→ Aim of the exercise
The whole listing, exactly as given: write it out, leaving out each image.

→ Records supplied
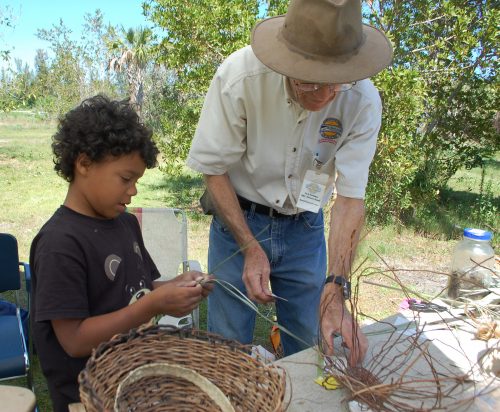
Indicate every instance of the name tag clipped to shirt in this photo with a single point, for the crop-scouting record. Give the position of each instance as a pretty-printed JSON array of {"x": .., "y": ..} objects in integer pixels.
[{"x": 312, "y": 191}]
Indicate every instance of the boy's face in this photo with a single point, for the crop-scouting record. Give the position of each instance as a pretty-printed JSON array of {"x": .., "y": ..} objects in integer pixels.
[{"x": 103, "y": 189}]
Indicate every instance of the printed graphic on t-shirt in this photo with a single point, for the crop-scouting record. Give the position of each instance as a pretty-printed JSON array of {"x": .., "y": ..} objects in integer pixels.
[
  {"x": 111, "y": 266},
  {"x": 330, "y": 130}
]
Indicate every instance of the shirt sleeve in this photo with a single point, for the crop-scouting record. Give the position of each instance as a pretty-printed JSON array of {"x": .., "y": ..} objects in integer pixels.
[
  {"x": 353, "y": 159},
  {"x": 220, "y": 138},
  {"x": 61, "y": 279}
]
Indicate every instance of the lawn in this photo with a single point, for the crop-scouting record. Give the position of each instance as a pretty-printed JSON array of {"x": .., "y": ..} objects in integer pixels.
[{"x": 31, "y": 191}]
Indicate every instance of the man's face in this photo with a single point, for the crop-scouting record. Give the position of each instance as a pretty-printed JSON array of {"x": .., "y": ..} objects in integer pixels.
[
  {"x": 104, "y": 188},
  {"x": 315, "y": 96}
]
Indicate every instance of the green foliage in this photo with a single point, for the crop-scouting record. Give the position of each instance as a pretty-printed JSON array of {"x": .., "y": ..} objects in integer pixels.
[
  {"x": 451, "y": 49},
  {"x": 398, "y": 152},
  {"x": 131, "y": 52}
]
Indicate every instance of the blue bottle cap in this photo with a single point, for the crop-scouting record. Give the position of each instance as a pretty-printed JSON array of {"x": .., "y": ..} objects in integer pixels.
[{"x": 477, "y": 234}]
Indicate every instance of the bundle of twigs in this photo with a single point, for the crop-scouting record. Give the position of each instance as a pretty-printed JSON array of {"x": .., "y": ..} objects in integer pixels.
[{"x": 402, "y": 371}]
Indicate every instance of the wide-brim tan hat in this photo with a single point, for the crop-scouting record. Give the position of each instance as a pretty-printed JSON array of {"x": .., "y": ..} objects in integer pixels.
[{"x": 322, "y": 41}]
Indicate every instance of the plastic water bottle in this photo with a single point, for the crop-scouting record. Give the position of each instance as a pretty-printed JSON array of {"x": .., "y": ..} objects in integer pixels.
[{"x": 472, "y": 266}]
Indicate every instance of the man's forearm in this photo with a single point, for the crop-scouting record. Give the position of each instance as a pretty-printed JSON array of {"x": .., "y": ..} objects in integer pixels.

→ Solution
Indicate every instance of the name tag clipped to shirt in this photo with a single point, for the crop-scouting record. Give the position of each instance as a pretty-printed JSON array of {"x": .., "y": ..} objects in integer pixels.
[{"x": 312, "y": 191}]
Indicate every instance of the boy's face in this photo with a single point, for the crop-scouting record. Give the position of each instance as a pretty-printed JSON array of {"x": .., "y": ..} objects in integer pixels.
[{"x": 103, "y": 189}]
Indicate every instance of the printed graphic on t-shirt in this photo with a single point, for the crop-scouting record. Give the position of each instance as a pretty-printed JSON array of {"x": .., "y": ..} objects in integer pixels.
[
  {"x": 111, "y": 266},
  {"x": 330, "y": 130}
]
Indicate every instance of the shirt sleeve in this photo with a single point, for the crop-scouting record. Give the position of each instance as a pretty-printed JSON array of {"x": .., "y": ..} objects in integer pixels.
[
  {"x": 353, "y": 159},
  {"x": 220, "y": 138},
  {"x": 61, "y": 279}
]
Indicate every instance of the lawn in this photo with a single point, for the crop-scouting record. Give the position of each instance as a pretty-printed JSON array of {"x": .., "y": ..} objects in integer pixels.
[{"x": 31, "y": 191}]
Indicate every instance of the man's face in this photo with a single point, for the crop-scouting record. Give the position of each instance as a pretty-printed JSON array of {"x": .., "y": ..} objects in integer pixels.
[
  {"x": 104, "y": 188},
  {"x": 315, "y": 96}
]
Indicate every instance of the green foliage in this photo with a single point, for the crop-scouting record. Give the position of each instance as a pretty-printed JSON array of {"x": .., "y": ..} objects in integer pixels.
[
  {"x": 451, "y": 49},
  {"x": 398, "y": 152},
  {"x": 131, "y": 52}
]
Indicate every instance of the blue bottle cap in this photo with a single point, for the crop-scouting record. Give the position of each instance as a pretty-printed JSON array of {"x": .., "y": ..} objects in integer pixels.
[{"x": 477, "y": 234}]
Indicate every instance of the bundle of twigs in this photo with a single point, for the crop-scouting record. Give the position of each instance as a pretty-printed JSON array of {"x": .., "y": ..} objects in integer pixels.
[{"x": 402, "y": 371}]
Indicate every instance of the wide-brim tan hat in this photo with a single point, for the crop-scouting record. Give the position of each instance as a pretty-printed JSON array of {"x": .., "y": ..} objects in integer pixels.
[{"x": 322, "y": 41}]
Indicate every instance of the plastic water bottle in this photo with a single point, for the crop-scouting record. Give the position of each instance as a pretty-printed JSON array of {"x": .., "y": ..} objects in integer pixels.
[{"x": 472, "y": 266}]
Indicate every instance of the man's forearm in this photo with a single point, for the crop-scouting record. Give the position of each instance as a pretty-printed JSON array of {"x": .., "y": ..} objects in integer pixels.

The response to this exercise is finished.